Key differences of AA and ATS 12 Steps
Key Differences Between AA and ATS Addiction 12 Steps
In some of the previous posts we’ve been looking at the differences in a twelve-step approach to addiction intervention as well as a cognitive behavior therapy approach. We were comparing and contrasting the two approaches. There’s three more to do and we’ll pick up with the AA approach in terms of step ten.
Step Ten AA vs. ATS
AA step ten says basically, “I contend you to take a personal inventory and when we were wronged promptly admitted it.” That’s a very sophisticated process in terms of patients with an addiction have very limited insight or introspection of why they’re doing what they’re doing and that almost takes a professional person to point out some of the ways in which they can look at whats happening.
At ATS we start with, “I will endeavor to consistently inquire as to my behavior and demonstrate an addictive behavior being that I have a tendency to be deceitful, dishonest, and manipulative”. What we’re doing there is including some of the operational definitions that are associated with addictive behavior but even with that component of step ten, by the time our patients get to step ten they’ve already engaged in a consistent amount of behavioral change. Before we get the cognitive components back online you have to have behavior online. Our behavioral intervention has a lot with whether people have a capacity to look at what it is they’re doing and that’s the upper part of the prefrontal cortex. Even though both of them are somewhat similar to the moralistic approach, it is very complicated because it requires the person to look at themselves subjectively and that’s too complicated to do on your own. You almost need a guided intervention with that one.
Step Eleven AA vs. ATS
Step eleven for AA is, “Sought through prayer and meditation to improve our conscious contact with God as we understood Him, praying only for knowledge of His will for us and the power to carry that out”. That once again has a moralistic tendency to that where the individual is pretty much on their own with regards of their thoughts and their ability to pray and receive some type of intervention from their perception of whatever their idea of God means.

***

*CHECK YOUR UNDERSTANDING:*
A – Copy, word for word, the portion of the AA and ATS passage that opens with the words containing "Step Eleven AA" and closes with "of God means.".
B – Answer these questions from the AA and ATS passage:
(i) How many more comparisons of the two approaches remain, according to its opening paragraph?
(ii) Which part of the brain is linked to whether people have a capacity to look at what they are doing?
(iii) Through what means does AA step eleven seek to improve conscious contact with God?

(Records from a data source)
***

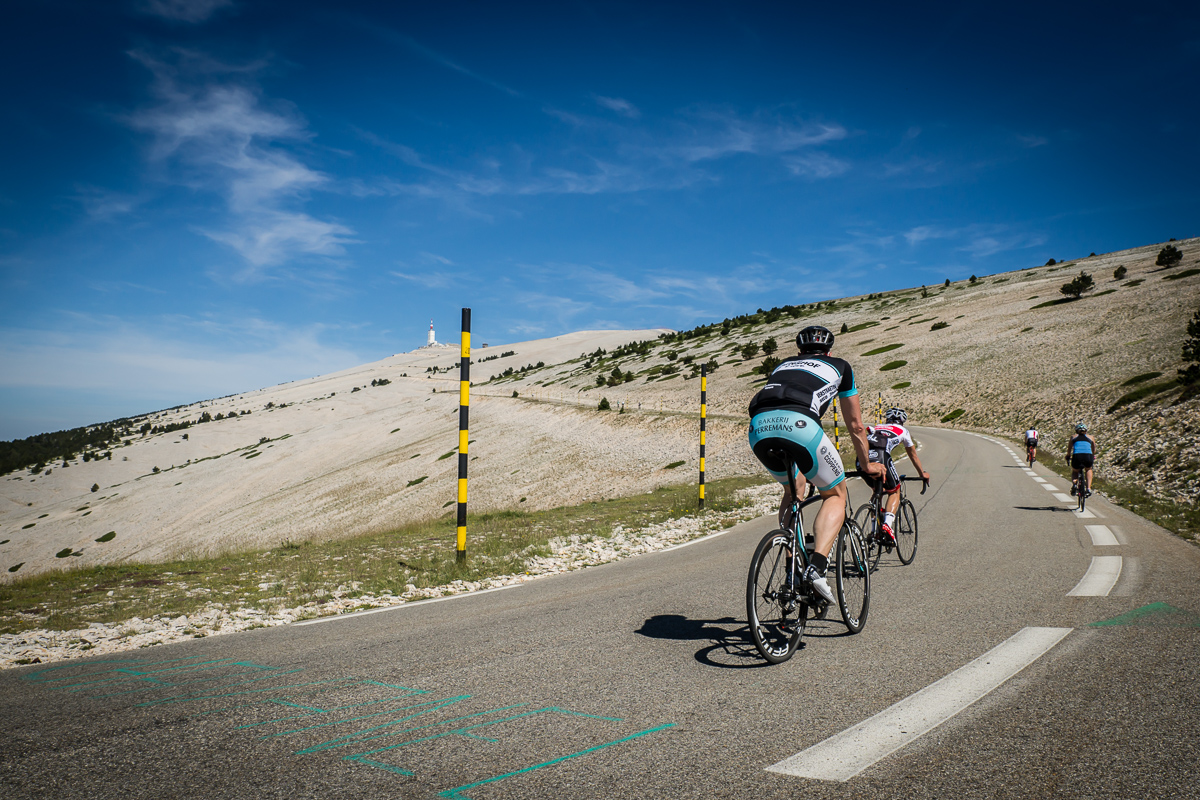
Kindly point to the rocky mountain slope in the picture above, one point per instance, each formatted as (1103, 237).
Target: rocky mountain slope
(369, 447)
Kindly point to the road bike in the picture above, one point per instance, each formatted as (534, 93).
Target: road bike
(869, 518)
(779, 600)
(1079, 488)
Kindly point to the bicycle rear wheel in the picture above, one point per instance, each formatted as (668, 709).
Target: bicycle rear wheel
(868, 522)
(906, 531)
(853, 577)
(777, 614)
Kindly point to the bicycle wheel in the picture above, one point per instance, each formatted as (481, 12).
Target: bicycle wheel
(853, 577)
(775, 613)
(906, 531)
(868, 522)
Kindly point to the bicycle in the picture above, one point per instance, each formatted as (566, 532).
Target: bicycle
(1079, 488)
(869, 519)
(778, 597)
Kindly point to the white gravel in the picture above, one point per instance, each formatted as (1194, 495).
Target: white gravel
(567, 554)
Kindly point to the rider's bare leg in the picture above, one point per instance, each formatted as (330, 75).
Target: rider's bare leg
(831, 517)
(785, 504)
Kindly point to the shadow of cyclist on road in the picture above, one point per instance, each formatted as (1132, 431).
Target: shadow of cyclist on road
(729, 643)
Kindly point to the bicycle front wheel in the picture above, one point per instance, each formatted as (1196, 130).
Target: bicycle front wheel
(853, 577)
(775, 611)
(906, 531)
(868, 522)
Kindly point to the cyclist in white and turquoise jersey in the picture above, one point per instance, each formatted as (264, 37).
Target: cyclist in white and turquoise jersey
(1081, 455)
(785, 415)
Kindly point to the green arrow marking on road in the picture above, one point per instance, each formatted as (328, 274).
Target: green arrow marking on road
(1155, 614)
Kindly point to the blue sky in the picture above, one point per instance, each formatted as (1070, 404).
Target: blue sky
(203, 197)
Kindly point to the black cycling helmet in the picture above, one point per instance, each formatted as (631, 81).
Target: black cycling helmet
(814, 338)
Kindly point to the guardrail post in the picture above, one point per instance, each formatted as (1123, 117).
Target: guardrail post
(463, 435)
(703, 417)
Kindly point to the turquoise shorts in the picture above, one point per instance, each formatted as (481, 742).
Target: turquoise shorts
(779, 435)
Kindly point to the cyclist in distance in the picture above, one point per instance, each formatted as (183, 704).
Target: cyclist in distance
(1081, 455)
(882, 439)
(1031, 443)
(785, 415)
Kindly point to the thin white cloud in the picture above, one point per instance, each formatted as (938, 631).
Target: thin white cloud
(430, 280)
(183, 358)
(214, 131)
(815, 164)
(921, 233)
(618, 104)
(187, 11)
(437, 58)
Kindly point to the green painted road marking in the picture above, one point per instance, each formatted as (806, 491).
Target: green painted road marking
(251, 691)
(351, 739)
(457, 792)
(1155, 614)
(378, 765)
(365, 716)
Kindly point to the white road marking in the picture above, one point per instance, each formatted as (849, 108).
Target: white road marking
(412, 605)
(1099, 579)
(1102, 536)
(845, 755)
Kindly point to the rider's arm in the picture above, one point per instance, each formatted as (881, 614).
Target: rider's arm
(916, 461)
(853, 413)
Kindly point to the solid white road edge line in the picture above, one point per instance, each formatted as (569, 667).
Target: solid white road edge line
(1102, 536)
(1102, 575)
(411, 605)
(845, 755)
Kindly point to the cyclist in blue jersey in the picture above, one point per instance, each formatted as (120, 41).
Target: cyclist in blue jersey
(785, 415)
(1081, 455)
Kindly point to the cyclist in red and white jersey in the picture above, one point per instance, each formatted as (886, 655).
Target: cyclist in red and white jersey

***

*ANSWERS:*
A –
Step Eleven AA vs. ATS
Step eleven for AA is, “Sought through prayer and meditation to improve our conscious contact with God as we understood Him, praying only for knowledge of His will for us and the power to carry that out”. That once again has a moralistic tendency to that where the individual is pretty much on their own with regards of their thoughts and their ability to pray and receive some type of intervention from their perception of whatever their idea of God means.

B –
(i) Three.
(ii) The upper part of the prefrontal cortex.
(iii) Through prayer and meditation.